◆ DIRECTIVES
a: Answer these questions from the Cederberg weekend account, each on its own line:
(i) What was the name of the lodge found for the weekend?
(ii) Which type of accommodation was booked?
(iii) Into what vehicle was everything loaded?
b: List every non-food item that the Cederberg weekend account says was packed.

◆ TEXT SHOWN
Cederberg Park Reserve

With our lives being super demanding and our daily schedules consuming us, now and then we must draw a line in the sand and say all stop. 

A while back I returned from yet another remote project and made the call that my boy and I must go away for a father and son weekend together as long as it is somewhere in the Cederberg Park Reserve mountains, which is located in the Western Cape of South Africa. 

This would also give my lovely wife some time for herself to relax after holding up the fort while I have been away working.

I trawled some online outdoor escape sites and found a great place in the Cederberg reserve mountains for our weekend away called Kromrivier lodge. Our plan was to leave Friday early, drive up, check-in early afternoon, and then start our weekend away in the mountains of the Western Cape. 

Plenty of Accommodation Options for Budget and Comfort

The Cederberg Conservancy website listed great backpacker campsite options, cottages, and new upmarket cabins. We booked one of the older, smaller farm cottages. Because it was just the two of us, we needed little in the way of packing. 

All we required was some fresh mountain air and some epic trails to explore.

Packing was easy. Outlined below is our basic packing list. Remember, this is a boy’s weekend away. So, toys and food were all that was required for our mini weekend break away.

3 Day BikePacking Gear Packing List:

Easy to Make Meals for Camping

Food for a boy’s weekend away is easy and uncomplicated. Some Rump steaks, sausage (Boerewors), Hotdog rolls, a loaf of bread, couple of fresh tomatoes, 700g of Cheese, 2 onions, biltong/ drone wors, nuts, dried fruit, Bovril, Butter, French press coffee, Windhoek lite beers for dad and Appletisers and some juice for the young man. 

We packed the grill with some firelighters and some matches in case they didn’t have any at the campsite. There would be no fire if these basic essentials were missing. If I knew about their well-stocked store and restaurant, then I would have even packed less.

All the above were loaded into our Defender and we were set off for our boy’s weekend away. Next, I had a look at the weather forecast.

Besides the late-night temperature drops we were in for some serious heat in the Cederberg, all in the high 38°C (100°F) good thing we packed our caps and hydration tabs.

◆ GIVEN RECORDS
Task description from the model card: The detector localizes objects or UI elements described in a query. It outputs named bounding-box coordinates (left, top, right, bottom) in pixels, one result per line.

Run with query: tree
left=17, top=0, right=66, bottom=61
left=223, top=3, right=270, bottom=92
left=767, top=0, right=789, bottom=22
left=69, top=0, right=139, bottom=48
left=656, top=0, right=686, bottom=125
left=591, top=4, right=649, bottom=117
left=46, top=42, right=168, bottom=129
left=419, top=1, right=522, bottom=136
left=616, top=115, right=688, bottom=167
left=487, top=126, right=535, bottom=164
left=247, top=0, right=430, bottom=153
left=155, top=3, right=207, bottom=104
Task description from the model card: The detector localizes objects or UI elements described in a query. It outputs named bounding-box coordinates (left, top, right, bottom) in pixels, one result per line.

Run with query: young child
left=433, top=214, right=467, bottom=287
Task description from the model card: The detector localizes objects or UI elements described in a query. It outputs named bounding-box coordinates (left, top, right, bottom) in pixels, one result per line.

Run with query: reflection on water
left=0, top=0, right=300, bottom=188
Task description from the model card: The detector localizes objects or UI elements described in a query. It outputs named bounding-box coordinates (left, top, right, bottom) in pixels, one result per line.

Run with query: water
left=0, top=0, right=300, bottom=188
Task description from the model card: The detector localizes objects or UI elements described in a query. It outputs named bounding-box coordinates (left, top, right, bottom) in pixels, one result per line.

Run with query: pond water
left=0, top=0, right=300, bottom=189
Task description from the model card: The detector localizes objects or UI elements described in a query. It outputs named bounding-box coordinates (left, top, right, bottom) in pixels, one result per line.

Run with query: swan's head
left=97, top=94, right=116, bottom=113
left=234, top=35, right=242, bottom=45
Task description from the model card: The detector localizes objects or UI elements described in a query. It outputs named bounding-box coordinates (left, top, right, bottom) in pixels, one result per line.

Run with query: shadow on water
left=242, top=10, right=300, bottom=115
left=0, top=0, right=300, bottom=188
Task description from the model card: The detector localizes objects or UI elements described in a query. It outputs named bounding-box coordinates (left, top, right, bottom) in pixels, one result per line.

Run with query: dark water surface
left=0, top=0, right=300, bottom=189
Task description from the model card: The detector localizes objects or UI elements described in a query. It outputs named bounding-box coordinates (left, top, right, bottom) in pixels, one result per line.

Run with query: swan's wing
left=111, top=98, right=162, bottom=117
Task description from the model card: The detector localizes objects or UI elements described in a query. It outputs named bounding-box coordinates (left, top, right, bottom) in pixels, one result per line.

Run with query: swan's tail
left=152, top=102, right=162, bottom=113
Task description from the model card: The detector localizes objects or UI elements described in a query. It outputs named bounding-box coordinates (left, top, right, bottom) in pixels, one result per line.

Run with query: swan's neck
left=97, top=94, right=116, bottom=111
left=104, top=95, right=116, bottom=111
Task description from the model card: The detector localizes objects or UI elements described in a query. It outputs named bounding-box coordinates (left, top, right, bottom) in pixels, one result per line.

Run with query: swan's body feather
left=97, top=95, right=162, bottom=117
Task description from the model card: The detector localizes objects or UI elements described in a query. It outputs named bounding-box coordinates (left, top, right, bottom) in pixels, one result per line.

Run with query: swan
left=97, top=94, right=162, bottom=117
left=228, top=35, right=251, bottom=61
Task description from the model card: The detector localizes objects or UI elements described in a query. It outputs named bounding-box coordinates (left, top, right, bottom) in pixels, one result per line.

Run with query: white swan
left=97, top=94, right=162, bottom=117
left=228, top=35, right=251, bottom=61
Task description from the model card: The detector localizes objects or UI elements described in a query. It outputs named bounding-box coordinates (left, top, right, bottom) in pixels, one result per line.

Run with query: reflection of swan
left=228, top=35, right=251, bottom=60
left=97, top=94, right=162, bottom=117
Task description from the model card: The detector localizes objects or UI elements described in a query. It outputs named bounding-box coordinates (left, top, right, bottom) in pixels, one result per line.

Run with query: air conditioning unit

◆ EXERCISE SOLUTIONS
a:
(i) Kromrivier lodge
(ii) One of the older, smaller farm cottages
(iii) Their Defender

b:
grill
firelighters
matches
caps
hydration tabs